Rows from a box-labeling dataset
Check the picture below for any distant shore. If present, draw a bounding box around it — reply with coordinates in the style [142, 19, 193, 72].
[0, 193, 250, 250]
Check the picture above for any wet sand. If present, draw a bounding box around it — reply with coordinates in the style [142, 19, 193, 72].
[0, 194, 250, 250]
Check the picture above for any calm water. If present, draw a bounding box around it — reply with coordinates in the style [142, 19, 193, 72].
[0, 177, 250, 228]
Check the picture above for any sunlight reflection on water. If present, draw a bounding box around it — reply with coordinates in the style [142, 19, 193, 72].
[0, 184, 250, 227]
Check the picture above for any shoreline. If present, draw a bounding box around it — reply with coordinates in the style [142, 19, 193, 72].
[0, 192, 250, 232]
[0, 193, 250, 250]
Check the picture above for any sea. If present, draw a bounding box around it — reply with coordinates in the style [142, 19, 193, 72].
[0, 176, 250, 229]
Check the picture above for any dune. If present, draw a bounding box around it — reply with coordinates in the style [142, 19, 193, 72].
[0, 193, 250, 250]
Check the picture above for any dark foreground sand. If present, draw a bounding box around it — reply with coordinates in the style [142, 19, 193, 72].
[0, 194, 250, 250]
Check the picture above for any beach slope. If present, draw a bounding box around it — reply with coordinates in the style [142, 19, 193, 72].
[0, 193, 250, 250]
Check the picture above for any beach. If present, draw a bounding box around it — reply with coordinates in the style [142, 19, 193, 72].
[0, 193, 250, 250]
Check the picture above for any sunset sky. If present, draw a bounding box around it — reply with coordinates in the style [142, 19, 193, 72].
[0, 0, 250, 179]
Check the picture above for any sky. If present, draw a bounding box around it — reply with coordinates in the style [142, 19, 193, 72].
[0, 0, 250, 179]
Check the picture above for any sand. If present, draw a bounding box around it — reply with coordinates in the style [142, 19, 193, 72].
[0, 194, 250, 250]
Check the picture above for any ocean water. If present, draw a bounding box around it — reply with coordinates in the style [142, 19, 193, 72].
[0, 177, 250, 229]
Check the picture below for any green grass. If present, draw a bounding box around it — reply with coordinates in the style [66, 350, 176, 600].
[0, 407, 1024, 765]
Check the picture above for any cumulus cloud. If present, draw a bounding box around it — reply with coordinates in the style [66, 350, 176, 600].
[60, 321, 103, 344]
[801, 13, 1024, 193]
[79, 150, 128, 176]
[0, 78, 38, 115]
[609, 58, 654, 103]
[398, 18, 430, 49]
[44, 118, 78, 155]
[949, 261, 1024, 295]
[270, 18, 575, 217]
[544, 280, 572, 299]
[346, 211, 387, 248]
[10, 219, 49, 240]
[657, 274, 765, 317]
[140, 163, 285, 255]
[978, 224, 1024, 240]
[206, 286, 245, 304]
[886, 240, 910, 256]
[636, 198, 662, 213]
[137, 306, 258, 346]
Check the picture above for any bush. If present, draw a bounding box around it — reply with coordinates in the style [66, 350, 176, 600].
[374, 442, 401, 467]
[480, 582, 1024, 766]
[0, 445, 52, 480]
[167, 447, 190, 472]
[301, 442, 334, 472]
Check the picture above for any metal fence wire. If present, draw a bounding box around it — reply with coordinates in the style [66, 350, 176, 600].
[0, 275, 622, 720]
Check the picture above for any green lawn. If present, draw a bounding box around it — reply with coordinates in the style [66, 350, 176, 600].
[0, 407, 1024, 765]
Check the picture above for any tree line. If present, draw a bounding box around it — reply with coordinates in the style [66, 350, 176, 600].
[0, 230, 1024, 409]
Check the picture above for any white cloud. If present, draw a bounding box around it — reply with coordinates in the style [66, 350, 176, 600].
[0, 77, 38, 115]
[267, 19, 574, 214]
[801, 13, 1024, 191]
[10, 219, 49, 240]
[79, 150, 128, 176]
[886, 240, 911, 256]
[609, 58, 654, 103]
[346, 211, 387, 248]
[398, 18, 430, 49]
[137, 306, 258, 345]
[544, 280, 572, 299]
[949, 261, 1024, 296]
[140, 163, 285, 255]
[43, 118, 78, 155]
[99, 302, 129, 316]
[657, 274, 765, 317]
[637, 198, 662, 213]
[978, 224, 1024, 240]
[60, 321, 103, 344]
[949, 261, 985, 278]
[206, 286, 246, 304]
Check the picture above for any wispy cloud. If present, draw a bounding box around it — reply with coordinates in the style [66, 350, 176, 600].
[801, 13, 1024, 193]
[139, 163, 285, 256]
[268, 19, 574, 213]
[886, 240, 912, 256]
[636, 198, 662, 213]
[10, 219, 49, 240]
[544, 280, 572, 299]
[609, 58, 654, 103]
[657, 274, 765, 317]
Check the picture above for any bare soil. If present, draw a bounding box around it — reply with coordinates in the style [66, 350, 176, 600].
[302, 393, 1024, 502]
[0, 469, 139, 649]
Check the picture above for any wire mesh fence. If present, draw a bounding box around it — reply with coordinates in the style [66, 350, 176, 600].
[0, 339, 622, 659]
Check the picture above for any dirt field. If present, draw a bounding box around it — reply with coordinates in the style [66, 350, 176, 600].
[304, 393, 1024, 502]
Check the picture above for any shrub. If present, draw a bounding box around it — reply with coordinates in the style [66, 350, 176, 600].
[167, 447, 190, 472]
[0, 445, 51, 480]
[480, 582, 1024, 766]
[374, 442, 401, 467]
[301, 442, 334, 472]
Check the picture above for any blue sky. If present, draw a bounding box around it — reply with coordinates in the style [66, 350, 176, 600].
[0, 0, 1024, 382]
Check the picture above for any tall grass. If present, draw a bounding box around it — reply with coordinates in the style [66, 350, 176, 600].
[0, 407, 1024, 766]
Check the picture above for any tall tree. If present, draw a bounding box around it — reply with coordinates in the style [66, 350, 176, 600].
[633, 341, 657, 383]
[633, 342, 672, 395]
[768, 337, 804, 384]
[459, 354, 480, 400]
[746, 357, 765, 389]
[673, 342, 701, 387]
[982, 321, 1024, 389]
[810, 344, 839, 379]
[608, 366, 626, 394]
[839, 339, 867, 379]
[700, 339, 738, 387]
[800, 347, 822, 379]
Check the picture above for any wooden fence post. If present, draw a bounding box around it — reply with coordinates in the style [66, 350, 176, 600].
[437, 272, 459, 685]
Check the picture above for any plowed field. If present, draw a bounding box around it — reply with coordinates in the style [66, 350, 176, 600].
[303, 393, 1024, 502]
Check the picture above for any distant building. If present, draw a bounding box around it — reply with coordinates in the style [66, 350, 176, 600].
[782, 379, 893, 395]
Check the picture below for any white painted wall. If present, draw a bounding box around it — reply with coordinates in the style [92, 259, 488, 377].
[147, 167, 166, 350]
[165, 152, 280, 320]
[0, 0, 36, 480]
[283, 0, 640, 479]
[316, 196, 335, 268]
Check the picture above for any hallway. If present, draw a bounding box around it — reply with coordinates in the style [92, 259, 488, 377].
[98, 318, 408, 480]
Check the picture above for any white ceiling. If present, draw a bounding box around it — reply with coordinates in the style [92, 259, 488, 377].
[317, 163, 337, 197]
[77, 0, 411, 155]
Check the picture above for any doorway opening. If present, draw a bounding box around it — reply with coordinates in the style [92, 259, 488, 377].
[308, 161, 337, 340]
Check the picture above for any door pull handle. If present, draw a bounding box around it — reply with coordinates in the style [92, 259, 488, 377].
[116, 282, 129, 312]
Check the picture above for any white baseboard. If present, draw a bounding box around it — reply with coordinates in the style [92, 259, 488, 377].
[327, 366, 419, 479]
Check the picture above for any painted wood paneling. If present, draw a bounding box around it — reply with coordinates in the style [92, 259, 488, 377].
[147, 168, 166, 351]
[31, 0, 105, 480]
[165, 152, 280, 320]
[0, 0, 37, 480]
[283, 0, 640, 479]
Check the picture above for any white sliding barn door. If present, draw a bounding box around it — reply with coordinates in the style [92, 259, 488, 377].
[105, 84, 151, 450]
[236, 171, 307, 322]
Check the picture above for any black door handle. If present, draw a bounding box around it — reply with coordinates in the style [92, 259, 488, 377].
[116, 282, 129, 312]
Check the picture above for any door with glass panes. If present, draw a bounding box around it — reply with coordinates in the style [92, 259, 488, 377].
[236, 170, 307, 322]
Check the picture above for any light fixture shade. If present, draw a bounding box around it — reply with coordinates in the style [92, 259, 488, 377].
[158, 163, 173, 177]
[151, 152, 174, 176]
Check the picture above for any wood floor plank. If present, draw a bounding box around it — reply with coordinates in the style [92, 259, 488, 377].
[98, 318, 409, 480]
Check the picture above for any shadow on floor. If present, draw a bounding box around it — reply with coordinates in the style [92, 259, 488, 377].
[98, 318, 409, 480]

* Problem statement
Recast the entries from the line containing "Check the picture above for any tall grass." through the line containing "[0, 407, 1024, 766]" as a two-column CSV with the headers instruction and coordinates. Give one row per entry, put each field in double quotes, and replace any line breaks with spaces.

* Answer to this task
instruction,coordinates
"Check the picture above for any tall grass. If present, draw a bounding box around it — reply with coordinates in the style [66, 350, 176, 600].","[0, 407, 1024, 766]"